_WHAT IS ASKED_
Rewrite the entries from their start through the line containing "[(678, 283), (485, 31)]" as a Markdown table with the columns Row and Line, giving each line its own numbered row and omitting blank lines. Leave the pictures out of the table.

(Point placement entries)
============
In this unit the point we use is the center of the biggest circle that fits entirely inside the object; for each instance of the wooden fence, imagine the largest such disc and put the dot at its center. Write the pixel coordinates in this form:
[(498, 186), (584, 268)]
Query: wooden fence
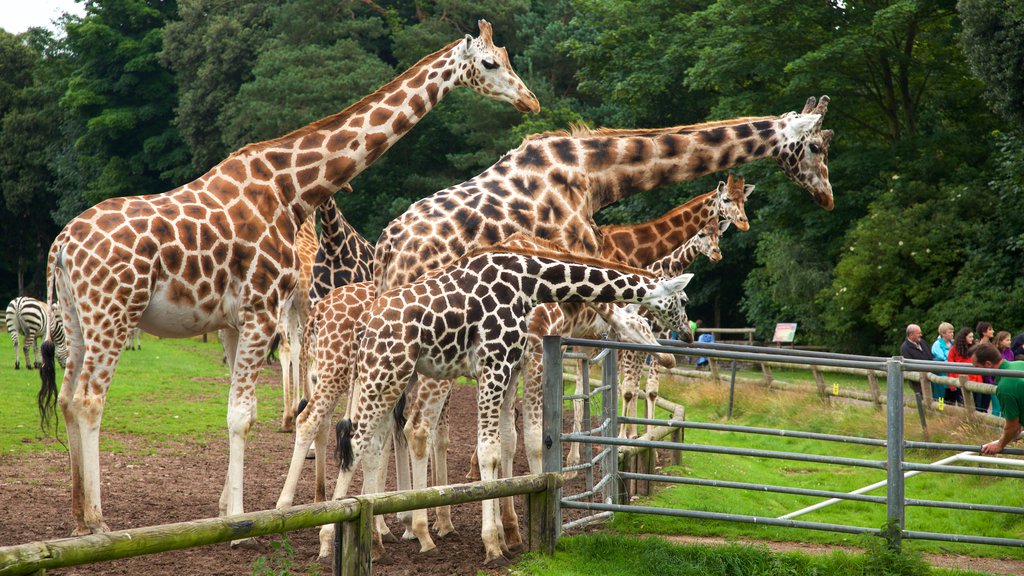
[(353, 515)]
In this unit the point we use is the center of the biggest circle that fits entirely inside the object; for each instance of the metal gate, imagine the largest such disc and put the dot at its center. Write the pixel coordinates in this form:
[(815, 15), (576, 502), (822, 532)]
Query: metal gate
[(600, 499)]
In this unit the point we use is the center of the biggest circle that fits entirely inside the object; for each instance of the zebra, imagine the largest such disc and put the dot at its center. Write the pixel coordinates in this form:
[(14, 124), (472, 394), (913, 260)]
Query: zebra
[(26, 317), (134, 340)]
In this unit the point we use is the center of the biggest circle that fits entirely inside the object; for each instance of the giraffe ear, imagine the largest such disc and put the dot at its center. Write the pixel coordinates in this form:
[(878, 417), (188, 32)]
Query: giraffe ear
[(678, 283), (485, 31)]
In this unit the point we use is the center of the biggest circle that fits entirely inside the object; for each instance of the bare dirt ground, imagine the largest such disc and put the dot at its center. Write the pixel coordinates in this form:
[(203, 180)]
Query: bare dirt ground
[(183, 483)]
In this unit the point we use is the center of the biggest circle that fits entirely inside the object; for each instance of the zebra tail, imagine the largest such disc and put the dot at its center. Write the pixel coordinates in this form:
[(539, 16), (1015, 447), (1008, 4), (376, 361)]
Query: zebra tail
[(47, 398), (344, 438)]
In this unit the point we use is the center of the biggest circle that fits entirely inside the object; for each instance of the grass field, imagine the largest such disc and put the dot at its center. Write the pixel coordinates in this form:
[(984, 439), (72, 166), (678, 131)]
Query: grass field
[(805, 412), (612, 556), (161, 393)]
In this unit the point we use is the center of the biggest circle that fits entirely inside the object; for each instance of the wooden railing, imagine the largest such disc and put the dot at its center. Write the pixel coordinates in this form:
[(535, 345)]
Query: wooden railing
[(353, 515)]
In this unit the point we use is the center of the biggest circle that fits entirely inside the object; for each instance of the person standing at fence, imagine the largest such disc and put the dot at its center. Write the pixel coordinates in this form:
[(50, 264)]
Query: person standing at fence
[(940, 353), (1009, 389), (914, 346), (958, 353), (1017, 346), (983, 334)]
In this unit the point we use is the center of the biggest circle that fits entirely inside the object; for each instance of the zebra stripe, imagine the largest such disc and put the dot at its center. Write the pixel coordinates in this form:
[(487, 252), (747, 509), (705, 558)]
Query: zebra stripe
[(27, 317)]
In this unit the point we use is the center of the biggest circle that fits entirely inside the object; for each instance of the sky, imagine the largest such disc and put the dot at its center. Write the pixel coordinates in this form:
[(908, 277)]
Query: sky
[(17, 15)]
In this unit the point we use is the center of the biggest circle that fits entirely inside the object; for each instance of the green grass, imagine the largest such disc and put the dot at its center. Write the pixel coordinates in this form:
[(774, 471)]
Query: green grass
[(170, 392), (805, 412), (614, 556)]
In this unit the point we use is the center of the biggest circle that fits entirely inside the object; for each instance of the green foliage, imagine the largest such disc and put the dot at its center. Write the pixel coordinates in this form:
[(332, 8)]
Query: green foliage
[(991, 42), (611, 554), (281, 562), (124, 100)]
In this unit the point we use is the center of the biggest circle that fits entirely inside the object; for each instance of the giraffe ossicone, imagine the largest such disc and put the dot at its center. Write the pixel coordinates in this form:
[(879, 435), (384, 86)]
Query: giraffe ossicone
[(219, 252)]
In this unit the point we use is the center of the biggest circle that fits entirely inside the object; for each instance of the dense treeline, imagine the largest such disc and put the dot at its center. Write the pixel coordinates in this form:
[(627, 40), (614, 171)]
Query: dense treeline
[(928, 107)]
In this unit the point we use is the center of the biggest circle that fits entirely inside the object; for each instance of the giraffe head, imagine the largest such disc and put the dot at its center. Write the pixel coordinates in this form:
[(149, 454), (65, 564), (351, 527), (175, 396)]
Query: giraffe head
[(729, 201), (668, 303), (803, 151), (629, 326), (488, 72), (707, 238)]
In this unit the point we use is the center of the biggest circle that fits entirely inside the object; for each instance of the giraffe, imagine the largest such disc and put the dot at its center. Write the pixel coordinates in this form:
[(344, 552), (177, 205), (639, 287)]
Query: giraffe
[(344, 256), (331, 338), (293, 317), (631, 363), (469, 318), (551, 184), (219, 252)]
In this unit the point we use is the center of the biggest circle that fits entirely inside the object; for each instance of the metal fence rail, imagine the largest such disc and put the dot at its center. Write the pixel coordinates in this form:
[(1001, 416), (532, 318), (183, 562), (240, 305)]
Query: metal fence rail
[(895, 444)]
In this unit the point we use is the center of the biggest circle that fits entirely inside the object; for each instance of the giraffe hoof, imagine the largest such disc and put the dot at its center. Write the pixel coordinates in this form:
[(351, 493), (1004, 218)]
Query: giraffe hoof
[(249, 544), (497, 562)]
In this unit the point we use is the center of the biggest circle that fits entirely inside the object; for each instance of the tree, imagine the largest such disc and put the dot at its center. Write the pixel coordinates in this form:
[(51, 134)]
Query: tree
[(212, 49), (124, 99), (991, 42)]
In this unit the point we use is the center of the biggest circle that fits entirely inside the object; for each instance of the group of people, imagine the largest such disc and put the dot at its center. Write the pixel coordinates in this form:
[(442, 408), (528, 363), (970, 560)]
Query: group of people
[(983, 347)]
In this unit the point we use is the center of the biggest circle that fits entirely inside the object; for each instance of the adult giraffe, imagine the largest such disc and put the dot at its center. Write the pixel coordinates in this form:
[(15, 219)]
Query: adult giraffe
[(219, 252)]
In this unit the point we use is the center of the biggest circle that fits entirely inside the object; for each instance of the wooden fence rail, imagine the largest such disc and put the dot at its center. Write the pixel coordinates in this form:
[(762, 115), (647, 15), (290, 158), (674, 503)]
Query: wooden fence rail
[(36, 558)]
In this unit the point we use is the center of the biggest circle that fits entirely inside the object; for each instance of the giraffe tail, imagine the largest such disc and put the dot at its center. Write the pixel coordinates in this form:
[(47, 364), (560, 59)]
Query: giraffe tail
[(46, 400), (344, 437)]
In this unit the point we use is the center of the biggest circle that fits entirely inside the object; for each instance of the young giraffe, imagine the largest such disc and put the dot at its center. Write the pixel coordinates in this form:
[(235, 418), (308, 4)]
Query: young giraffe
[(552, 183), (293, 318), (470, 318), (219, 252), (344, 256), (631, 363), (331, 338)]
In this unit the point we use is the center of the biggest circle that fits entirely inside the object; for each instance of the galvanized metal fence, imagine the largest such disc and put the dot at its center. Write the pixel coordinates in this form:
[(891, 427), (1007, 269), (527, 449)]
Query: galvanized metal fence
[(601, 498)]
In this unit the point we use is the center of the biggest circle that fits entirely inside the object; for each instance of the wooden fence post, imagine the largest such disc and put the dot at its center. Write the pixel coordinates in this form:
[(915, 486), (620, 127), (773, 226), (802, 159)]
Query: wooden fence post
[(679, 435), (820, 381), (353, 556), (542, 532), (872, 381), (766, 370)]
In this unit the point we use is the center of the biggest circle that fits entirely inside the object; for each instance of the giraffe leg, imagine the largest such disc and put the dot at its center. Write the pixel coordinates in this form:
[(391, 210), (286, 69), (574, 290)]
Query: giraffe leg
[(254, 339), (491, 391), (72, 378), (14, 337), (442, 521), (373, 461), (368, 410), (631, 369), (430, 398), (532, 408), (509, 440), (229, 341), (312, 426), (653, 383), (573, 456), (35, 353)]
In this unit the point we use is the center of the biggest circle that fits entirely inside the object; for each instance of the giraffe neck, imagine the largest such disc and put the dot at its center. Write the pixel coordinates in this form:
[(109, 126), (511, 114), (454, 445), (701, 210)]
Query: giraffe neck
[(676, 262), (312, 163), (621, 163), (547, 280), (642, 244), (344, 256)]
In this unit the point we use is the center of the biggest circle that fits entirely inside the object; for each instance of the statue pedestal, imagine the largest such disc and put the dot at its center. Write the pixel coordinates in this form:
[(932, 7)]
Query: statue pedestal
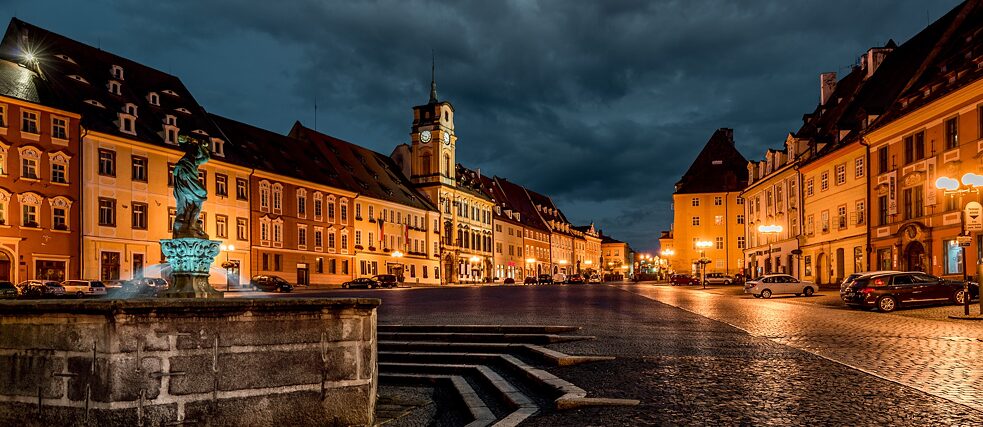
[(190, 260)]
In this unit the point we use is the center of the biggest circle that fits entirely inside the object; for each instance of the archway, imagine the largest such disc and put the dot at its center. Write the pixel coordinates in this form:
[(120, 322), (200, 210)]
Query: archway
[(914, 255), (5, 265), (820, 268)]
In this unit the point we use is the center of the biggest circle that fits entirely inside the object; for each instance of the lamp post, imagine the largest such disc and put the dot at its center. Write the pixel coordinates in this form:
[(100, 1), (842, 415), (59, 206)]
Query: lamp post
[(703, 245), (769, 230), (228, 271), (970, 182)]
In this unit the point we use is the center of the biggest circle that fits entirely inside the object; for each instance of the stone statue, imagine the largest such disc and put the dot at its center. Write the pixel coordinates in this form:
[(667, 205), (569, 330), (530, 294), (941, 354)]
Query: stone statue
[(188, 191)]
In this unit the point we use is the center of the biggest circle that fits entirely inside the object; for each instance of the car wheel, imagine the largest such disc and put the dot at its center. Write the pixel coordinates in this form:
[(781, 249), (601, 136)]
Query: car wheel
[(887, 304), (959, 297)]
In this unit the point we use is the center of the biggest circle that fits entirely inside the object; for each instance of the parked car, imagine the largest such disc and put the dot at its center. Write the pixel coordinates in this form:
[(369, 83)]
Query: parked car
[(888, 291), (770, 284), (40, 289), (683, 279), (81, 288), (719, 279), (270, 283), (386, 280), (362, 282), (8, 290)]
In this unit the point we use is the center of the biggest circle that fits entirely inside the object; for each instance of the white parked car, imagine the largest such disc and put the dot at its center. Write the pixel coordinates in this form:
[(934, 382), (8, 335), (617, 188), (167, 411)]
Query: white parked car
[(81, 288), (771, 284)]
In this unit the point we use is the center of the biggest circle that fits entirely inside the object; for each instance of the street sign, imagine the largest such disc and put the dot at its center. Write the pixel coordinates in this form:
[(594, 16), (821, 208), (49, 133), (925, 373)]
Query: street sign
[(974, 216)]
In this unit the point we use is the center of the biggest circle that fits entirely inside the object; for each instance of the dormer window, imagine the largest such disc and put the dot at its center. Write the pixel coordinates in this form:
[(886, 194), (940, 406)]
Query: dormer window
[(218, 147)]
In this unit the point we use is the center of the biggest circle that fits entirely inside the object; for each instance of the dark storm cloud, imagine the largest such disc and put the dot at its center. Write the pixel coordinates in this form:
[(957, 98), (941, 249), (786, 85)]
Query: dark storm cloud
[(601, 105)]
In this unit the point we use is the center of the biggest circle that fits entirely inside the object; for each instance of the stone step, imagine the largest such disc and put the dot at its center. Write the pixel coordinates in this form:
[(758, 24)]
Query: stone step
[(521, 405), (503, 329), (481, 337), (481, 414), (535, 352)]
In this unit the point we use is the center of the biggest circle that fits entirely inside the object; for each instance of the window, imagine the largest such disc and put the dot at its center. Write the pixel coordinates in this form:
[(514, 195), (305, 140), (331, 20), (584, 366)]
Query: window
[(242, 229), (882, 159), (107, 162), (59, 128), (222, 226), (29, 122), (221, 185), (882, 210), (242, 189), (138, 168), (952, 133), (953, 257), (107, 212), (138, 216), (29, 163)]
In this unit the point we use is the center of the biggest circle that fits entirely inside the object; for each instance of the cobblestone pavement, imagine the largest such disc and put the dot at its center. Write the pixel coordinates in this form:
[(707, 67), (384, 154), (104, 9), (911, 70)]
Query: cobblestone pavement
[(939, 356), (689, 369)]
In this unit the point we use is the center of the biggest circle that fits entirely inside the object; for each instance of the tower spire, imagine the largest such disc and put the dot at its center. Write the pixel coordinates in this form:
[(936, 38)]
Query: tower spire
[(433, 78)]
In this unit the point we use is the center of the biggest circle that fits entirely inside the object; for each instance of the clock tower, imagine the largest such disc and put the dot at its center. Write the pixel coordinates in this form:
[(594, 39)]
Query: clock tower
[(434, 142)]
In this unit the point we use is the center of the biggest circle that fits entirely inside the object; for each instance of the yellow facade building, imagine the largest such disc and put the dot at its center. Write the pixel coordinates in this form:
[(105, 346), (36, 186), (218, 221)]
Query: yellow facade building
[(706, 205)]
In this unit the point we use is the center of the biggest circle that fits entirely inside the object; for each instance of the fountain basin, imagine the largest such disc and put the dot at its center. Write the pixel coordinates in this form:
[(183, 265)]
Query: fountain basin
[(210, 362)]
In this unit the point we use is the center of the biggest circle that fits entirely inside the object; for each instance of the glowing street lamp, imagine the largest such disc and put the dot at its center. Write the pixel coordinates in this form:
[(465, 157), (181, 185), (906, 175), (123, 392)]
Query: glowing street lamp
[(970, 182)]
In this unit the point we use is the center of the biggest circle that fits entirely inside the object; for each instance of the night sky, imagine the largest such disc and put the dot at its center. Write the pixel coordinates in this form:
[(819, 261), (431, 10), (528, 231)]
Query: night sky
[(601, 105)]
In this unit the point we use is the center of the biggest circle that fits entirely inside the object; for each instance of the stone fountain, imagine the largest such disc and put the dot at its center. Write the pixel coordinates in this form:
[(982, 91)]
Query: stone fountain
[(189, 251)]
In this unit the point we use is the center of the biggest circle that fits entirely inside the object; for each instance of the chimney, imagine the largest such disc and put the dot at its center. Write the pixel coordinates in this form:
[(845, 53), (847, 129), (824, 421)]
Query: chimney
[(874, 57), (827, 84)]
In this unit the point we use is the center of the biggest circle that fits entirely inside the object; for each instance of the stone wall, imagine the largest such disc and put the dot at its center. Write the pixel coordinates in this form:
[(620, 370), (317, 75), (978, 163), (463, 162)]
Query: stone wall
[(197, 362)]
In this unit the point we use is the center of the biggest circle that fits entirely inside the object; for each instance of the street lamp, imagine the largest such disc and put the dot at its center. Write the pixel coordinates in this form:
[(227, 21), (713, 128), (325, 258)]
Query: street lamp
[(704, 245), (768, 230), (971, 182), (228, 269)]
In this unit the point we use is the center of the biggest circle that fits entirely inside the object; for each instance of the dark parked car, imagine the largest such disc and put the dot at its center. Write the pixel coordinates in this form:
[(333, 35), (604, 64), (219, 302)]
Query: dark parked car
[(271, 283), (8, 290), (362, 282), (683, 279), (888, 291), (386, 280)]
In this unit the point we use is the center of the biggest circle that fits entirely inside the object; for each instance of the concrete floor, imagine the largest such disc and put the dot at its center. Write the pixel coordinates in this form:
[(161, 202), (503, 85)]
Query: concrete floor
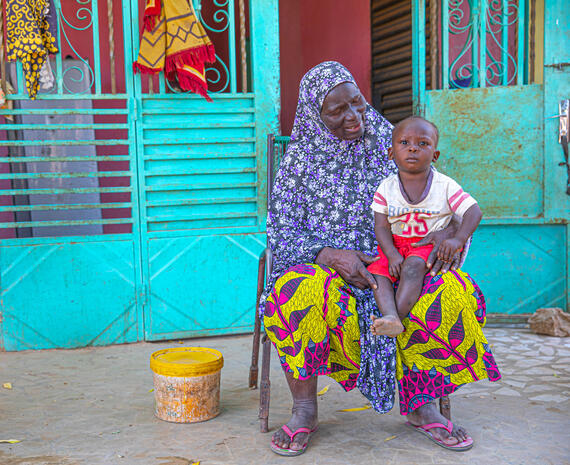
============
_SOLUTION_
| Row | Line |
|---|---|
| 1 | In this unit the point we use is the center of the biggest circle that fits entirely inside the object; for each instance of the wooden fence, imagine the largest such disc and put the dot at its center. Write the pixel coordinates in this form: |
| 2 | [(498, 186), (584, 268)] |
| 3 | Query: wooden fence |
| 4 | [(353, 515)] |
| 5 | In this unit the point we use is the center of the biggest circle that fits entirely inside the object; for each instance of the metal gate, imagine the largest such disc and put the dot at its center. Write the pixel coordinates in this form: |
| 6 | [(815, 15), (576, 502), (822, 532)] |
| 7 | Query: metal gate |
| 8 | [(600, 499)] |
| 9 | In this unit the point we use is the center of the biggest circle that fits entirely inside the object; for each instance of the zebra, imagine the largest such disc and put the dot at its center. Write the pixel coordinates in this form: |
| 10 | [(14, 124), (472, 394), (913, 260)] |
| 11 | Query: zebra |
| 12 | [(26, 317), (134, 340)] |
| 13 | In this unit the point we use is the center of the biggest circle that fits entirely inside the object; for each instance of the giraffe ear, imagine the largest such disc and put the dot at its center. Write the pixel coordinates in this form: |
| 14 | [(878, 417), (188, 32)] |
| 15 | Query: giraffe ear |
| 16 | [(678, 283), (485, 31)] |